_Input material_:
========

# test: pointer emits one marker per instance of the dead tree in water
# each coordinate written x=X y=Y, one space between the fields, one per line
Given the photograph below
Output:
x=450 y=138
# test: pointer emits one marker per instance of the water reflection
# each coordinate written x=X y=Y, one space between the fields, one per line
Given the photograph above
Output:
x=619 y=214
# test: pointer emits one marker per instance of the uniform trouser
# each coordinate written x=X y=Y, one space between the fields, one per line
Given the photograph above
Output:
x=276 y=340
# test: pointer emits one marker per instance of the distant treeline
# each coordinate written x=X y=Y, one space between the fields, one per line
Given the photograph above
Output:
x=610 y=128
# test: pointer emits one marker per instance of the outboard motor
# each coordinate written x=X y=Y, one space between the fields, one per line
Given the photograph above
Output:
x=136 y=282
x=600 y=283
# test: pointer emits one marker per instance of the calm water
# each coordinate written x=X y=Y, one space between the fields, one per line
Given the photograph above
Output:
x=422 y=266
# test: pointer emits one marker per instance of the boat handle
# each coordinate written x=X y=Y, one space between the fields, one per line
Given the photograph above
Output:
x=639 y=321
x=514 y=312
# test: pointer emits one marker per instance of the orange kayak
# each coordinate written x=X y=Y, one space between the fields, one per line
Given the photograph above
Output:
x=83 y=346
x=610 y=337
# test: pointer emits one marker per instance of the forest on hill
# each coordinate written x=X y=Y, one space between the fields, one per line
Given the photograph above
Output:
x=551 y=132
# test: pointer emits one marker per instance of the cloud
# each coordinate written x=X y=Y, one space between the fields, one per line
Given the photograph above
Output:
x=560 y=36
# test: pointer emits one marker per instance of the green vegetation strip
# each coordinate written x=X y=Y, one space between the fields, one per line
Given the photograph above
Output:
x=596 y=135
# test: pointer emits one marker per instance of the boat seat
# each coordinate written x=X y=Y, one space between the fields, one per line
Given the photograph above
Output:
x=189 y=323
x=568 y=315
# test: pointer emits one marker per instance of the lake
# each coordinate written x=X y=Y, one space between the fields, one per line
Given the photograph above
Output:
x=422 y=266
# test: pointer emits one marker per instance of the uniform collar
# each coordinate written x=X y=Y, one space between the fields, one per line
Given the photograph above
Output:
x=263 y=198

========

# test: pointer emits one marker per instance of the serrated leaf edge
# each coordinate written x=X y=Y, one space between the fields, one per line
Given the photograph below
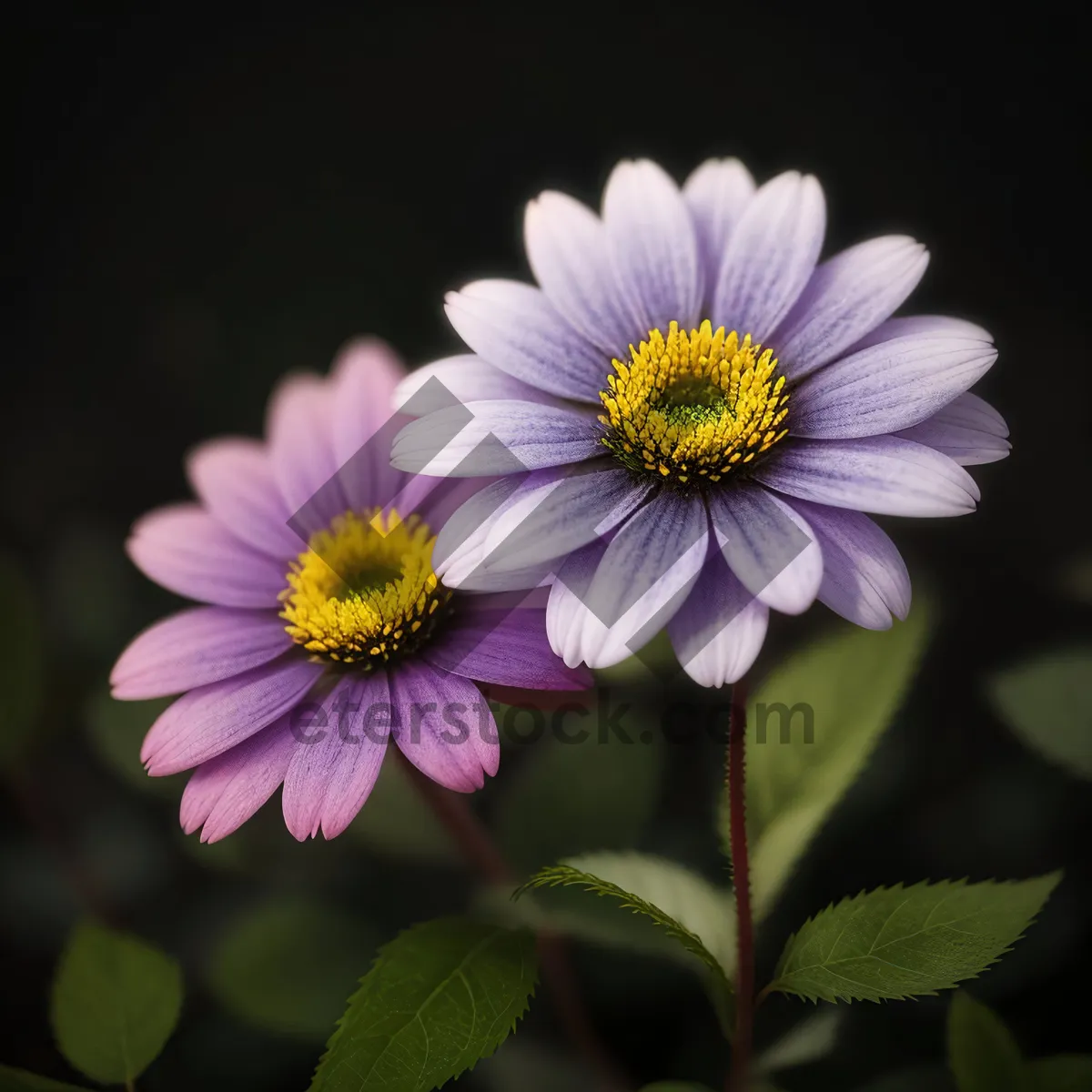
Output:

========

_Exercise description_: Swap "pointer" for "locator" in the part of the listing that opens with the line containing "# test: pointer emits one marker per instance of the dead" and closes with the line containing "x=619 y=214", and give only those lines, otherwise unchanged.

_Result_:
# test: locator emits one marker per instance of the dead tree in water
# each coordinate written x=X y=Y, one space between the fields, one per line
Given the photograph below
Output:
x=450 y=138
# test: locator emits one marker per instance of the water reflection
# each coordinate written x=X y=Y, one space between the fields, one per line
Given the photograph above
Output:
x=619 y=214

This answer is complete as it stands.